● **Stored dataset items**
[Start]

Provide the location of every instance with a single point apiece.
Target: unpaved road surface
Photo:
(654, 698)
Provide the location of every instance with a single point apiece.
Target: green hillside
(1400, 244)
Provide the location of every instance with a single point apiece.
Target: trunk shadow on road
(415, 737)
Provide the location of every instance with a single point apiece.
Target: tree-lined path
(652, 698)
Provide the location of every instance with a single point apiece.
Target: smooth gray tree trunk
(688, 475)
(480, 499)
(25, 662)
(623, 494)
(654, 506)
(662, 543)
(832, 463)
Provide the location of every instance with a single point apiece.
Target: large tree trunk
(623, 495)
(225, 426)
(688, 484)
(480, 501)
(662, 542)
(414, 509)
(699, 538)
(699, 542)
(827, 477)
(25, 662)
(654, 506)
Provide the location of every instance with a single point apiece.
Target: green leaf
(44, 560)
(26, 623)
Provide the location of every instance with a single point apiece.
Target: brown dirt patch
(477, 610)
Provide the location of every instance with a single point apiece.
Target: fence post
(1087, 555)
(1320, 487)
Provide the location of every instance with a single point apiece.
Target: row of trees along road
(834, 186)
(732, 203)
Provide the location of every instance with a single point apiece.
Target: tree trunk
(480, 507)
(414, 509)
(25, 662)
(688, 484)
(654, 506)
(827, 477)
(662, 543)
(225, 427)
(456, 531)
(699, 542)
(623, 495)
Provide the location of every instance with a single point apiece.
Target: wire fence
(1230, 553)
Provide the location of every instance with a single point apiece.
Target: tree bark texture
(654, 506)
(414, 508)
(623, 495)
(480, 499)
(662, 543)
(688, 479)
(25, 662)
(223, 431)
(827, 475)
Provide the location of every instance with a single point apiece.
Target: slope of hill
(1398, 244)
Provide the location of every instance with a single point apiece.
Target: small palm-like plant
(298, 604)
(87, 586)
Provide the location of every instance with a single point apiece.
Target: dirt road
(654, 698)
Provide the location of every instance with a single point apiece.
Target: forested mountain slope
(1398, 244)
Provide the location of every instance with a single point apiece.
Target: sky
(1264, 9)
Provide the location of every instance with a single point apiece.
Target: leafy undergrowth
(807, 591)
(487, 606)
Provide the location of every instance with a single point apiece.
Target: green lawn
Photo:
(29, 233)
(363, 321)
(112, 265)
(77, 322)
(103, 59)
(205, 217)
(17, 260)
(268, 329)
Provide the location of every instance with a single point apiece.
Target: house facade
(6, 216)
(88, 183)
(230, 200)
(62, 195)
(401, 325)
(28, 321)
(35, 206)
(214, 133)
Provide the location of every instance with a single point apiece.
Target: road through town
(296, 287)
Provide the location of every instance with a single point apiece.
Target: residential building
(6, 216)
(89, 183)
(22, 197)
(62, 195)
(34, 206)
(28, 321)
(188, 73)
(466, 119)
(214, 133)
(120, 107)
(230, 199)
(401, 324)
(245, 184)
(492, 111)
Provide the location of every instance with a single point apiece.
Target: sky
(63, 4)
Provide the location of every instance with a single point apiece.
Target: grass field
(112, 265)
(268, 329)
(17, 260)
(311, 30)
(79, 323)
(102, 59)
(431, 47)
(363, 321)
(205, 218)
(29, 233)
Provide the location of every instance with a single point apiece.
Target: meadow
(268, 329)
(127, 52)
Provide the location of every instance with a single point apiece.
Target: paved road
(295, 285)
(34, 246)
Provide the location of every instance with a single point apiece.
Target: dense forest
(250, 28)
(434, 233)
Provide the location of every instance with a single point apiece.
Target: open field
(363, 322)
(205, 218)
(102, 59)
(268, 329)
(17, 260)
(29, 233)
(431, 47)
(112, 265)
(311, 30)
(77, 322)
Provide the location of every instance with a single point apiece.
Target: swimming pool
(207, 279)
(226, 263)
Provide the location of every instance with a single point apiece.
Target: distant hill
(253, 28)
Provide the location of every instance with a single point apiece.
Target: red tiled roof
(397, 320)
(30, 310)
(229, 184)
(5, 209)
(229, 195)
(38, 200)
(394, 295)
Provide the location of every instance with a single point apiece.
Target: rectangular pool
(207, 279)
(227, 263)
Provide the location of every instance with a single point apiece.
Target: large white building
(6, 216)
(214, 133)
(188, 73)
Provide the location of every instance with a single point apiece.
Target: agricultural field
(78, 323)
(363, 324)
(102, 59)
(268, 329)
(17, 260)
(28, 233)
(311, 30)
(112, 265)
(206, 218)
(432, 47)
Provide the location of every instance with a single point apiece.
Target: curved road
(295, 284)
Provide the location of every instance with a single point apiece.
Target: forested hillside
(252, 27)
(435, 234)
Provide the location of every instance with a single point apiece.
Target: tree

[End]

● **Problem description**
Report every line of the items above that contains the word "dirt", matching case exactly.

● **Expected answer**
Target: brown dirt patch
Target: dirt road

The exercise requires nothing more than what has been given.